# Is it possible to make a variable wrapped in Dynamic non-dynamic?

If I have a function call wrapped in Dynamic can I make one or more of the parameters in the call non-dynamic?

i.e. I would like to make diskcx and diskcy in the following snippet be unaffected by changes in their values after the call while making the output of colorer and the value of rectangleCoordinates dynamic:

...Graphics[ {Dynamic[colorer[ rectangleCoordinates, {radius + diskcx, diskcy}, .4 radius]], Disk[{radius + diskcx, diskcy}, .4 radius]....

Edit: As requested, here is the relatively large block of code the problem is concerned with. Of note is that: rectangleCoordinates refers to a set of rectangles that can pass over a disk to change its color;colorer[rectangles_,center_,radius_] is a function whose output is a color that depends on whether a rectangle passes over the disk defined by the center and radius that are given as parameters; the radius variable is defined outside the module; and of course as a precondition amount_ is never greater than 5.

    diskGenerator[amount_, space_] :=
Module[{z = 1, listx, listy, positionx, positiony, diskcx, diskcy,
intervals = space/11, disks = {}},
listx = {1, 3, 5, 7, 9};
listy = {1, 2, 3, 7, 8, 9, 10};
For[z = 1, z <= amount, z++,
positionx = RandomChoice[listx];
positiony = RandomChoice[listy];
listx = DeleteCases[listx, positionx];
(*listy=DeleteCases[listy,positiony];*)

» **DATA EXTRACT**
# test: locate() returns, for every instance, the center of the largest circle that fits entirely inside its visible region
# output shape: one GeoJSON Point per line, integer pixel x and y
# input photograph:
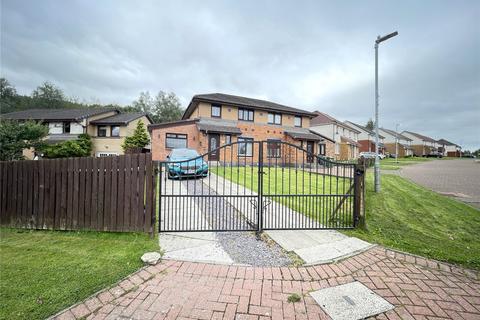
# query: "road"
{"type": "Point", "coordinates": [456, 178]}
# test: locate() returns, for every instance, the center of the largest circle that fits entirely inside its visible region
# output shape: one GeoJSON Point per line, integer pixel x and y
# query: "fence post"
{"type": "Point", "coordinates": [260, 187]}
{"type": "Point", "coordinates": [359, 198]}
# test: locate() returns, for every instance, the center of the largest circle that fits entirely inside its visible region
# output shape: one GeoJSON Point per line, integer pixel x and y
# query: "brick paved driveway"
{"type": "Point", "coordinates": [419, 289]}
{"type": "Point", "coordinates": [457, 178]}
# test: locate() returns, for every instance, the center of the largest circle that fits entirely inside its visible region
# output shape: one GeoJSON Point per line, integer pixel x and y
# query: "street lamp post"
{"type": "Point", "coordinates": [396, 143]}
{"type": "Point", "coordinates": [377, 158]}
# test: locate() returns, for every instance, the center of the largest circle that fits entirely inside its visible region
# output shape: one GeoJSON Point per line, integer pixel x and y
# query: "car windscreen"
{"type": "Point", "coordinates": [184, 153]}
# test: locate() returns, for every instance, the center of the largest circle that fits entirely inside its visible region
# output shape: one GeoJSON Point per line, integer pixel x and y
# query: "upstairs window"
{"type": "Point", "coordinates": [228, 138]}
{"type": "Point", "coordinates": [245, 114]}
{"type": "Point", "coordinates": [216, 111]}
{"type": "Point", "coordinates": [273, 148]}
{"type": "Point", "coordinates": [245, 147]}
{"type": "Point", "coordinates": [175, 141]}
{"type": "Point", "coordinates": [66, 127]}
{"type": "Point", "coordinates": [115, 131]}
{"type": "Point", "coordinates": [101, 131]}
{"type": "Point", "coordinates": [274, 118]}
{"type": "Point", "coordinates": [298, 121]}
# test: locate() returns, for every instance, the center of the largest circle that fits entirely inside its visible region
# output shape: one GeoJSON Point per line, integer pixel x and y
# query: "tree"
{"type": "Point", "coordinates": [16, 136]}
{"type": "Point", "coordinates": [48, 96]}
{"type": "Point", "coordinates": [144, 103]}
{"type": "Point", "coordinates": [370, 125]}
{"type": "Point", "coordinates": [138, 140]}
{"type": "Point", "coordinates": [81, 147]}
{"type": "Point", "coordinates": [164, 107]}
{"type": "Point", "coordinates": [8, 95]}
{"type": "Point", "coordinates": [167, 107]}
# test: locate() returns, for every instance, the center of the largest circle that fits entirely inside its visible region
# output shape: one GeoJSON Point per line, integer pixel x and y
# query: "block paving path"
{"type": "Point", "coordinates": [419, 289]}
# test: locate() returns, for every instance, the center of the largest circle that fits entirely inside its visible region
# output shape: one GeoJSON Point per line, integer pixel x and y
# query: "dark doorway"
{"type": "Point", "coordinates": [213, 143]}
{"type": "Point", "coordinates": [310, 146]}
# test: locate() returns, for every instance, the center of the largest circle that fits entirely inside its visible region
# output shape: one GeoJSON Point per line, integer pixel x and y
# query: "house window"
{"type": "Point", "coordinates": [66, 127]}
{"type": "Point", "coordinates": [274, 118]}
{"type": "Point", "coordinates": [273, 148]}
{"type": "Point", "coordinates": [216, 111]}
{"type": "Point", "coordinates": [245, 114]}
{"type": "Point", "coordinates": [101, 131]}
{"type": "Point", "coordinates": [228, 138]}
{"type": "Point", "coordinates": [298, 121]}
{"type": "Point", "coordinates": [175, 141]}
{"type": "Point", "coordinates": [321, 149]}
{"type": "Point", "coordinates": [115, 131]}
{"type": "Point", "coordinates": [106, 154]}
{"type": "Point", "coordinates": [245, 147]}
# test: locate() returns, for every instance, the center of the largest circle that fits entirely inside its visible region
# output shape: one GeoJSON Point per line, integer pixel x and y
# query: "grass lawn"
{"type": "Point", "coordinates": [411, 218]}
{"type": "Point", "coordinates": [43, 272]}
{"type": "Point", "coordinates": [403, 216]}
{"type": "Point", "coordinates": [392, 164]}
{"type": "Point", "coordinates": [291, 181]}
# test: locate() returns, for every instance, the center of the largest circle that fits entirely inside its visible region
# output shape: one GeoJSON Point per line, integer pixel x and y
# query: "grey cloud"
{"type": "Point", "coordinates": [311, 54]}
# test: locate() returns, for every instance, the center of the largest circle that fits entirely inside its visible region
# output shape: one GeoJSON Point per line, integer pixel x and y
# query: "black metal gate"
{"type": "Point", "coordinates": [254, 186]}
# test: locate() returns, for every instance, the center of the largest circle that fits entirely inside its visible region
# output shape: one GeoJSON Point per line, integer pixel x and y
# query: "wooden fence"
{"type": "Point", "coordinates": [105, 194]}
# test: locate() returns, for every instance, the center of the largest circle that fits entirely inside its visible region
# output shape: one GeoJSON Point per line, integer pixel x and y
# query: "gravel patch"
{"type": "Point", "coordinates": [244, 247]}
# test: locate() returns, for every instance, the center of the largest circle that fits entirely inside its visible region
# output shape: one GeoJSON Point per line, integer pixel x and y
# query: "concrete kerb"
{"type": "Point", "coordinates": [431, 264]}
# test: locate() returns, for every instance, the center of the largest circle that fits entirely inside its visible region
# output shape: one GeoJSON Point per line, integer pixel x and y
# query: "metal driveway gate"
{"type": "Point", "coordinates": [257, 185]}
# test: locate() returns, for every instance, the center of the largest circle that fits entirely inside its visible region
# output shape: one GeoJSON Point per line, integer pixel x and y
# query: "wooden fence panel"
{"type": "Point", "coordinates": [109, 194]}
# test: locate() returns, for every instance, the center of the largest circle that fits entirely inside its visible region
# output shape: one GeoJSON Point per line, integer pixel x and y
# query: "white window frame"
{"type": "Point", "coordinates": [248, 142]}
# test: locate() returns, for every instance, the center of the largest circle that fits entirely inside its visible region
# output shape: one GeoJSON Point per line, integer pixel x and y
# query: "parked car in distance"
{"type": "Point", "coordinates": [186, 163]}
{"type": "Point", "coordinates": [371, 155]}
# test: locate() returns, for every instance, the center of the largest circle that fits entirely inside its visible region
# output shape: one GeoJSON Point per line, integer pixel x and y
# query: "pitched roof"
{"type": "Point", "coordinates": [350, 141]}
{"type": "Point", "coordinates": [56, 114]}
{"type": "Point", "coordinates": [121, 118]}
{"type": "Point", "coordinates": [242, 102]}
{"type": "Point", "coordinates": [171, 124]}
{"type": "Point", "coordinates": [420, 136]}
{"type": "Point", "coordinates": [304, 134]}
{"type": "Point", "coordinates": [323, 118]}
{"type": "Point", "coordinates": [395, 134]}
{"type": "Point", "coordinates": [446, 142]}
{"type": "Point", "coordinates": [371, 132]}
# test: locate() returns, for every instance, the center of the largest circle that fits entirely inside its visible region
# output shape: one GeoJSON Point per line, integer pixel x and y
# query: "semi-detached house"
{"type": "Point", "coordinates": [106, 126]}
{"type": "Point", "coordinates": [345, 137]}
{"type": "Point", "coordinates": [366, 138]}
{"type": "Point", "coordinates": [395, 142]}
{"type": "Point", "coordinates": [213, 120]}
{"type": "Point", "coordinates": [421, 144]}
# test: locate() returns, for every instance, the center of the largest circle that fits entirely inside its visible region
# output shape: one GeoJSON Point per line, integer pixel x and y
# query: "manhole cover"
{"type": "Point", "coordinates": [350, 301]}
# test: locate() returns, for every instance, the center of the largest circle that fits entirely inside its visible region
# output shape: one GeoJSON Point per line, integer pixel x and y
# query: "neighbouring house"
{"type": "Point", "coordinates": [345, 137]}
{"type": "Point", "coordinates": [366, 138]}
{"type": "Point", "coordinates": [106, 126]}
{"type": "Point", "coordinates": [449, 149]}
{"type": "Point", "coordinates": [213, 120]}
{"type": "Point", "coordinates": [396, 143]}
{"type": "Point", "coordinates": [422, 145]}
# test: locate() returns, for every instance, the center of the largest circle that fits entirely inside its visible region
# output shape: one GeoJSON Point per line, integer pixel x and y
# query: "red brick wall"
{"type": "Point", "coordinates": [158, 135]}
{"type": "Point", "coordinates": [199, 141]}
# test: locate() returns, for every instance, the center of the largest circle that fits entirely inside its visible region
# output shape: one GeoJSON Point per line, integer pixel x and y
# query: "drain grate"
{"type": "Point", "coordinates": [350, 301]}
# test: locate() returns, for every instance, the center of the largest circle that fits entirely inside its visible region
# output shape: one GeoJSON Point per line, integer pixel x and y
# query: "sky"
{"type": "Point", "coordinates": [313, 55]}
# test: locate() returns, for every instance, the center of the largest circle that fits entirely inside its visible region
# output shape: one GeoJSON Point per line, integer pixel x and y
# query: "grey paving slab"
{"type": "Point", "coordinates": [332, 251]}
{"type": "Point", "coordinates": [350, 301]}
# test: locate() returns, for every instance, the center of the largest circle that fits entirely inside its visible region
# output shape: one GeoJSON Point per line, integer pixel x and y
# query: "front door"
{"type": "Point", "coordinates": [213, 144]}
{"type": "Point", "coordinates": [310, 145]}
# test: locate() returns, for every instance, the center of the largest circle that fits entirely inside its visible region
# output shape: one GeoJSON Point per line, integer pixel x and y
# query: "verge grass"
{"type": "Point", "coordinates": [43, 272]}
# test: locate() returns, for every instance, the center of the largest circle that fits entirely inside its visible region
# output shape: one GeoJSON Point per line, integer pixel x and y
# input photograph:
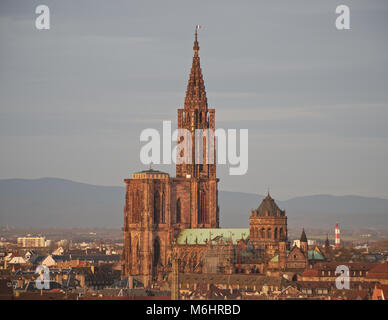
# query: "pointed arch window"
{"type": "Point", "coordinates": [156, 207]}
{"type": "Point", "coordinates": [178, 211]}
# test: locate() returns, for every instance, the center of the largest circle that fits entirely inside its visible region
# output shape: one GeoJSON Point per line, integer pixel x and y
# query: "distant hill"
{"type": "Point", "coordinates": [51, 202]}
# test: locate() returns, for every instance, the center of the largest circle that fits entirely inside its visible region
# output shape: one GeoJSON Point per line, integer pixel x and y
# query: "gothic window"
{"type": "Point", "coordinates": [156, 208]}
{"type": "Point", "coordinates": [136, 207]}
{"type": "Point", "coordinates": [156, 258]}
{"type": "Point", "coordinates": [201, 207]}
{"type": "Point", "coordinates": [178, 211]}
{"type": "Point", "coordinates": [162, 209]}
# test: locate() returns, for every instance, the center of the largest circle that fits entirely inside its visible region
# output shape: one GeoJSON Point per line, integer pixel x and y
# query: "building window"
{"type": "Point", "coordinates": [202, 207]}
{"type": "Point", "coordinates": [178, 211]}
{"type": "Point", "coordinates": [156, 208]}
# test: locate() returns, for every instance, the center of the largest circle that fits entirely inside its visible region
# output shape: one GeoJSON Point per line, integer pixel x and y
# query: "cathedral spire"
{"type": "Point", "coordinates": [195, 93]}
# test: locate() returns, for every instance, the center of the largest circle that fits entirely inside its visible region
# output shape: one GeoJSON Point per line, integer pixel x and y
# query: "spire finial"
{"type": "Point", "coordinates": [196, 45]}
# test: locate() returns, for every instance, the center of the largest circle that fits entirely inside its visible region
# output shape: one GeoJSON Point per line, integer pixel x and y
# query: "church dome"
{"type": "Point", "coordinates": [269, 208]}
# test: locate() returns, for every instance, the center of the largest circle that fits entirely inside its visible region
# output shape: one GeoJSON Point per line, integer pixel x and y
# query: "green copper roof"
{"type": "Point", "coordinates": [202, 235]}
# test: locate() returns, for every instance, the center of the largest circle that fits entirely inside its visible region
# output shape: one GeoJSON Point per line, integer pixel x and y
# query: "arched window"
{"type": "Point", "coordinates": [178, 211]}
{"type": "Point", "coordinates": [201, 207]}
{"type": "Point", "coordinates": [136, 207]}
{"type": "Point", "coordinates": [156, 255]}
{"type": "Point", "coordinates": [156, 208]}
{"type": "Point", "coordinates": [162, 209]}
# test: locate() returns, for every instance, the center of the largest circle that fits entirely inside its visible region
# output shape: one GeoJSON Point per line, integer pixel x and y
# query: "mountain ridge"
{"type": "Point", "coordinates": [49, 202]}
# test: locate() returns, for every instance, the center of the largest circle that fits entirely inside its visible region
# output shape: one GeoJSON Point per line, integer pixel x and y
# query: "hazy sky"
{"type": "Point", "coordinates": [74, 99]}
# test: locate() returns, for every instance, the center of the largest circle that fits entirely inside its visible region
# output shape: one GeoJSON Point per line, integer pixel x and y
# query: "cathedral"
{"type": "Point", "coordinates": [167, 218]}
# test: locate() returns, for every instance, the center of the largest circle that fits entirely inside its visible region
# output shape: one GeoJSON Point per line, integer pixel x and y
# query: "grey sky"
{"type": "Point", "coordinates": [74, 99]}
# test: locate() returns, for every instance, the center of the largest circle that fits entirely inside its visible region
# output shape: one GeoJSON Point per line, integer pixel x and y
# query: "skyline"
{"type": "Point", "coordinates": [317, 114]}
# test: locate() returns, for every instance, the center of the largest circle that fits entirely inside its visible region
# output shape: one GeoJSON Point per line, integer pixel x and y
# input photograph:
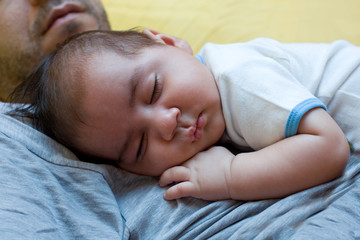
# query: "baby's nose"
{"type": "Point", "coordinates": [166, 122]}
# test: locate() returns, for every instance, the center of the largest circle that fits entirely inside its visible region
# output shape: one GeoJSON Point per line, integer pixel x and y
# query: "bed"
{"type": "Point", "coordinates": [47, 193]}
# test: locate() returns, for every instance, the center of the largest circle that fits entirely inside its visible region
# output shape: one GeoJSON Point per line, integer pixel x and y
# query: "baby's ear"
{"type": "Point", "coordinates": [168, 40]}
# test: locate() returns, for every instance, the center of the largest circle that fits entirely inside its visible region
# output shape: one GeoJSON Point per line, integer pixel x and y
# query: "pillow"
{"type": "Point", "coordinates": [226, 21]}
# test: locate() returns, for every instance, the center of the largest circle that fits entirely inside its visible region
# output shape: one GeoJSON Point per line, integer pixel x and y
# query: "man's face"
{"type": "Point", "coordinates": [30, 29]}
{"type": "Point", "coordinates": [150, 112]}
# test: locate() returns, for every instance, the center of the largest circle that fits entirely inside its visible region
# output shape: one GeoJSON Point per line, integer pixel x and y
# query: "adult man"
{"type": "Point", "coordinates": [46, 193]}
{"type": "Point", "coordinates": [30, 29]}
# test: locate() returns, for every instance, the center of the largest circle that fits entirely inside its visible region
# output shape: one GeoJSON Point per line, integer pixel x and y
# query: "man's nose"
{"type": "Point", "coordinates": [165, 122]}
{"type": "Point", "coordinates": [37, 2]}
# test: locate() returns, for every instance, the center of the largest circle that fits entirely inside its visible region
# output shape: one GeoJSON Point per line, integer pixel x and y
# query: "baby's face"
{"type": "Point", "coordinates": [150, 112]}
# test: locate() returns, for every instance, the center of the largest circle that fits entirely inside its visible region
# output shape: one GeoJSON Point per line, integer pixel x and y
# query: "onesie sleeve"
{"type": "Point", "coordinates": [262, 100]}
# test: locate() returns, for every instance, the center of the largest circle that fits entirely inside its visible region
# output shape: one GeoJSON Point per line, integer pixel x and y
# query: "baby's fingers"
{"type": "Point", "coordinates": [183, 189]}
{"type": "Point", "coordinates": [174, 175]}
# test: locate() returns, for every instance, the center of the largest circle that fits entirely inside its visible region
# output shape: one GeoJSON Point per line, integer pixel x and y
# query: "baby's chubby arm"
{"type": "Point", "coordinates": [317, 154]}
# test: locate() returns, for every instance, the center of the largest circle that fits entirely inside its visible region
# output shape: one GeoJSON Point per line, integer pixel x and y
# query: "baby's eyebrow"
{"type": "Point", "coordinates": [134, 81]}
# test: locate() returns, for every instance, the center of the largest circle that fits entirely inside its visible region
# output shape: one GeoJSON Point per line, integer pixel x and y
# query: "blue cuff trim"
{"type": "Point", "coordinates": [298, 112]}
{"type": "Point", "coordinates": [200, 59]}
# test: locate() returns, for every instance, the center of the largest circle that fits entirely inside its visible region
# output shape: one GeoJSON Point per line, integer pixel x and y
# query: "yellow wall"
{"type": "Point", "coordinates": [224, 21]}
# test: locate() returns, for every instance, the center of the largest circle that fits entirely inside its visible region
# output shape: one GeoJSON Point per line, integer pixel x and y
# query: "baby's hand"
{"type": "Point", "coordinates": [203, 176]}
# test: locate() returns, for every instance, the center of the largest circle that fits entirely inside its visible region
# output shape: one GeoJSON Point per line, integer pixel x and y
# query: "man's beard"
{"type": "Point", "coordinates": [16, 65]}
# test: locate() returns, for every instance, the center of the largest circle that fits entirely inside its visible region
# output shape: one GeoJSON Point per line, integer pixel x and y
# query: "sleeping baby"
{"type": "Point", "coordinates": [146, 103]}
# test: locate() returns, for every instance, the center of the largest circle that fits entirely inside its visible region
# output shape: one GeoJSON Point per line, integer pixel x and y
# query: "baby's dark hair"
{"type": "Point", "coordinates": [53, 91]}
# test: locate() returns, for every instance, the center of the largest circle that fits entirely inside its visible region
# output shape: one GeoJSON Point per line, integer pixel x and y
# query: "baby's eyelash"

» **WHAT YOU SHOULD DO**
Using the Dynamic question, explain in one to three sentences why the output of colorer is affected when rectangles move. The listing isn't needed here.

» **SOLVED PROBLEM**
rectangleCoordinates refers to a set of rectangles that can pass over a disk to change its color. colorer returns a color that depends on whether a rectangle passes over the disk defined by the center and radius it is given.